**Task description:** Copy every line of the material below without altering any character.

━━━ Exercise input ━━━

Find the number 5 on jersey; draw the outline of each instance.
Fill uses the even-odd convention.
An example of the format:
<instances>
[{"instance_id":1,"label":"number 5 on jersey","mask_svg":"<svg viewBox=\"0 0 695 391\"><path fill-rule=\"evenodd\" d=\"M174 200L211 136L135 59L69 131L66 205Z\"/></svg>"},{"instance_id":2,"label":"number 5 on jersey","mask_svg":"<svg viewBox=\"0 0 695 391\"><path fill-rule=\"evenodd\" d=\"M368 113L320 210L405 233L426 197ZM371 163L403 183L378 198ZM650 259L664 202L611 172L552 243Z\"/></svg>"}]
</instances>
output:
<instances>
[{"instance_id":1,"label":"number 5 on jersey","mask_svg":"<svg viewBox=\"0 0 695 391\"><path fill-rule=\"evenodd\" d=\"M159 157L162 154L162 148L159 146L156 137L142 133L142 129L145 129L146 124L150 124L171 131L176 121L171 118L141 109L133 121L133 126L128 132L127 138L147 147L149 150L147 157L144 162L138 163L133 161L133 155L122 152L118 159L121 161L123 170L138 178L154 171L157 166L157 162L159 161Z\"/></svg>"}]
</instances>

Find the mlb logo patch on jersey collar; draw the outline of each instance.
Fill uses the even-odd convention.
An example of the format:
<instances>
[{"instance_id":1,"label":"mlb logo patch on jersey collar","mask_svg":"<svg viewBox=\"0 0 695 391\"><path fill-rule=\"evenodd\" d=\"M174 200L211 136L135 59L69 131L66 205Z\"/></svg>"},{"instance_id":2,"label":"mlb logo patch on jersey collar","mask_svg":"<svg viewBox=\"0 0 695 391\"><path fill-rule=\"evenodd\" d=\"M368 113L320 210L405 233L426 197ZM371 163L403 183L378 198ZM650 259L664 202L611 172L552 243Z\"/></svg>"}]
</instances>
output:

━━━

**Solution for this exercise:**
Find the number 5 on jersey; draw the outline of each instance.
Fill uses the even-odd convention.
An example of the format:
<instances>
[{"instance_id":1,"label":"number 5 on jersey","mask_svg":"<svg viewBox=\"0 0 695 391\"><path fill-rule=\"evenodd\" d=\"M174 200L211 136L135 59L69 131L66 205Z\"/></svg>"},{"instance_id":2,"label":"number 5 on jersey","mask_svg":"<svg viewBox=\"0 0 695 391\"><path fill-rule=\"evenodd\" d=\"M368 113L320 210L405 233L426 197ZM371 163L403 183L378 198ZM650 259L664 202L611 172L552 243Z\"/></svg>"}]
</instances>
output:
<instances>
[{"instance_id":1,"label":"number 5 on jersey","mask_svg":"<svg viewBox=\"0 0 695 391\"><path fill-rule=\"evenodd\" d=\"M159 157L162 154L162 148L159 146L156 137L142 133L142 129L145 129L146 124L150 124L171 131L176 121L171 118L141 109L133 121L133 126L128 132L127 138L147 147L149 150L147 157L144 162L138 163L133 161L133 155L122 152L118 159L121 161L123 170L138 178L154 171L157 166L157 162L159 161Z\"/></svg>"}]
</instances>

Find the mlb logo patch on jersey collar; draw the outline of each instance.
Fill uses the even-odd convention.
An example of the format:
<instances>
[{"instance_id":1,"label":"mlb logo patch on jersey collar","mask_svg":"<svg viewBox=\"0 0 695 391\"><path fill-rule=\"evenodd\" d=\"M174 200L211 136L135 59L69 131L66 205Z\"/></svg>"},{"instance_id":2,"label":"mlb logo patch on jersey collar","mask_svg":"<svg viewBox=\"0 0 695 391\"><path fill-rule=\"evenodd\" d=\"M368 113L320 210L405 233L426 197ZM371 163L403 183L378 198ZM650 259L664 202L611 172L552 243Z\"/></svg>"}]
</instances>
output:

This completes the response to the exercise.